▶ **Problem**: Turn the stretch of lines below, from the line containing "The pointer SHOULD return, for each instance of the curly" through the end of the entries, into a JSON list of strings with one string per line and blank lines left out.

[Entries from a data collection]
● ● ● ●

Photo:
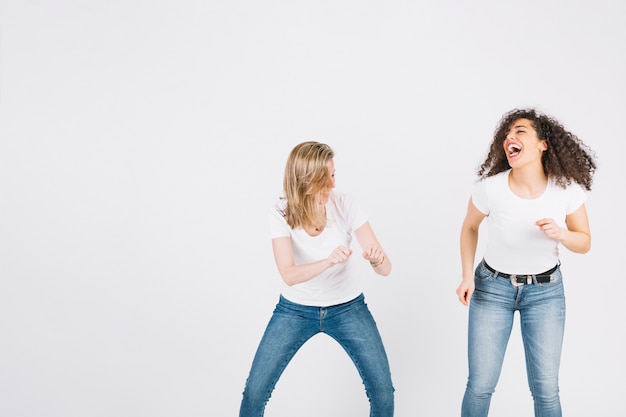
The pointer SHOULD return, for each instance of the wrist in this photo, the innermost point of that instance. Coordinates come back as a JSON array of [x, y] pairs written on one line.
[[378, 263]]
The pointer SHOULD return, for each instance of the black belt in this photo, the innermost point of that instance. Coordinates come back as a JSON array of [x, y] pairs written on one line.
[[541, 278]]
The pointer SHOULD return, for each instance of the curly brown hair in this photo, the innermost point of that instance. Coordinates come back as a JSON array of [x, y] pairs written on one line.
[[566, 160]]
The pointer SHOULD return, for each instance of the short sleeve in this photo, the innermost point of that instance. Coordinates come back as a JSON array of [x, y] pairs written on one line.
[[480, 198], [576, 198]]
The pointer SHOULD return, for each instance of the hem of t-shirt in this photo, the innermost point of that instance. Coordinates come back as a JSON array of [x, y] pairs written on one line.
[[323, 303]]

● ● ● ●

▶ **Result of the task**:
[
  "The pointer SHOULD return, for each instance of the curly brown hair in this photo, the innermost point of that instance. Coordinates come back as a JSON array of [x, y] pairs written on one line.",
  "[[566, 160]]",
  "The pointer SHOULD return, for each instance of the short sleeve in this photo, the innermost point of that instance. Coordinates come back as a JSON array of [x, y] pairs written on one line.",
  "[[480, 198], [576, 198]]",
  "The pointer SHOULD return, for each instance of the hem of t-shirt in this photo, the innermost point of that instance. Coordinates come back as a JSON array of [x, y] pairs written on one line.",
  "[[323, 303]]"
]